[Begin]

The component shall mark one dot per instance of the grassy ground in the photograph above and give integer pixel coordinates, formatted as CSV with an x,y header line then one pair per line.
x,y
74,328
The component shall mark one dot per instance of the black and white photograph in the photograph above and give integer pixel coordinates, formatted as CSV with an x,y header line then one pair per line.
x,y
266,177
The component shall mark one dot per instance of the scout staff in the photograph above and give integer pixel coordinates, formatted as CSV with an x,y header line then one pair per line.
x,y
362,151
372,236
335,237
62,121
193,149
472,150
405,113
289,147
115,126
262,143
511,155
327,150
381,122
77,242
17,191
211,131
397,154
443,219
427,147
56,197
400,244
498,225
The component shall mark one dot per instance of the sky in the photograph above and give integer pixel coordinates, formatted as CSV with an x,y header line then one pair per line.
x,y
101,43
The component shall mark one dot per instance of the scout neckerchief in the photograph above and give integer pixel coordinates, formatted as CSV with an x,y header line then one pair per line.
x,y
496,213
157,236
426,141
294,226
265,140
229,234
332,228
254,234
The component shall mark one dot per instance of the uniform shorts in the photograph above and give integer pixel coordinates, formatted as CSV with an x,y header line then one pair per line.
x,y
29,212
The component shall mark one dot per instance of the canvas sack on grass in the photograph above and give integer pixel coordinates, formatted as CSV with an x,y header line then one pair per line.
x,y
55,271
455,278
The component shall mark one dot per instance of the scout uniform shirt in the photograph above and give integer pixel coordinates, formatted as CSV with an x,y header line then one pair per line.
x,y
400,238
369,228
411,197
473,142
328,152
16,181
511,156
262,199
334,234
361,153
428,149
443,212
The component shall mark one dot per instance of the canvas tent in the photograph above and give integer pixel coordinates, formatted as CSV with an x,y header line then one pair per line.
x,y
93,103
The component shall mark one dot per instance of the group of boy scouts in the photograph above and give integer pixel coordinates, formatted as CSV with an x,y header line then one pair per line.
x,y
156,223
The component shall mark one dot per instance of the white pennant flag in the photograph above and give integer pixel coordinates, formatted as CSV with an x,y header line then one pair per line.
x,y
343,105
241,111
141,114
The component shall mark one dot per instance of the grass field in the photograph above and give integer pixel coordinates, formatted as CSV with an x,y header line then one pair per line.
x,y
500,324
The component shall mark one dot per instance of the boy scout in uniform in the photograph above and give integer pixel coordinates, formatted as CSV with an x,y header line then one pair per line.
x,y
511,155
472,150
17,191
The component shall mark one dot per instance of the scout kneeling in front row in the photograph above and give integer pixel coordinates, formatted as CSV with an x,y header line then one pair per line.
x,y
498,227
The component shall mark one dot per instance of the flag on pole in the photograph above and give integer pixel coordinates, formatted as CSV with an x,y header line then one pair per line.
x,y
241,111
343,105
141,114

[End]
[Begin]

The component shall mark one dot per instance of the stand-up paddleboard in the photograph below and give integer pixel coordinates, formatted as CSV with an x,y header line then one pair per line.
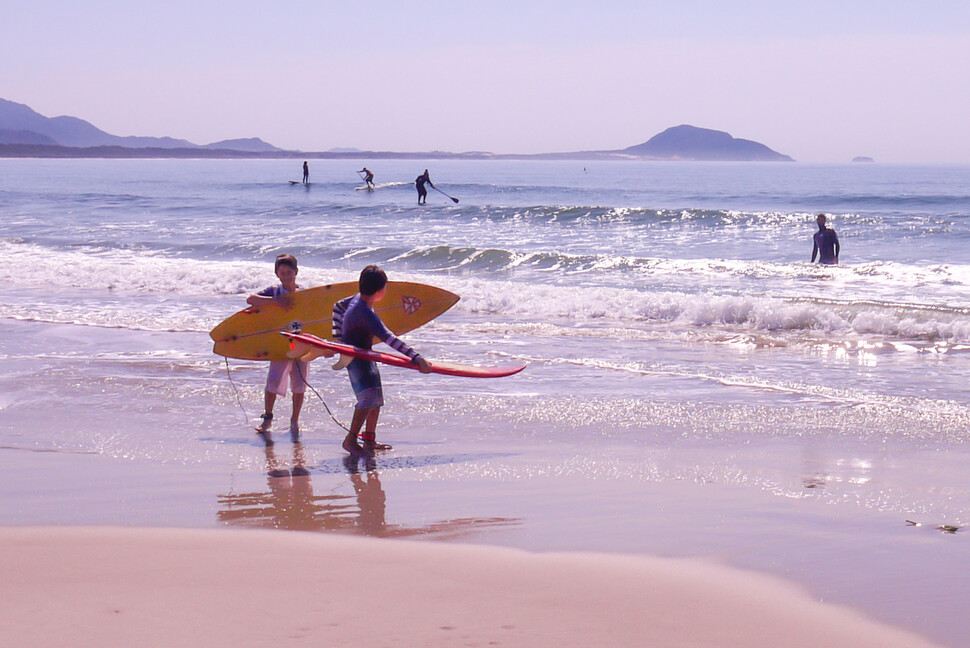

[End]

### To do
State how many of the lines above contain the word "flag", and reply with that number only.

### The answer
2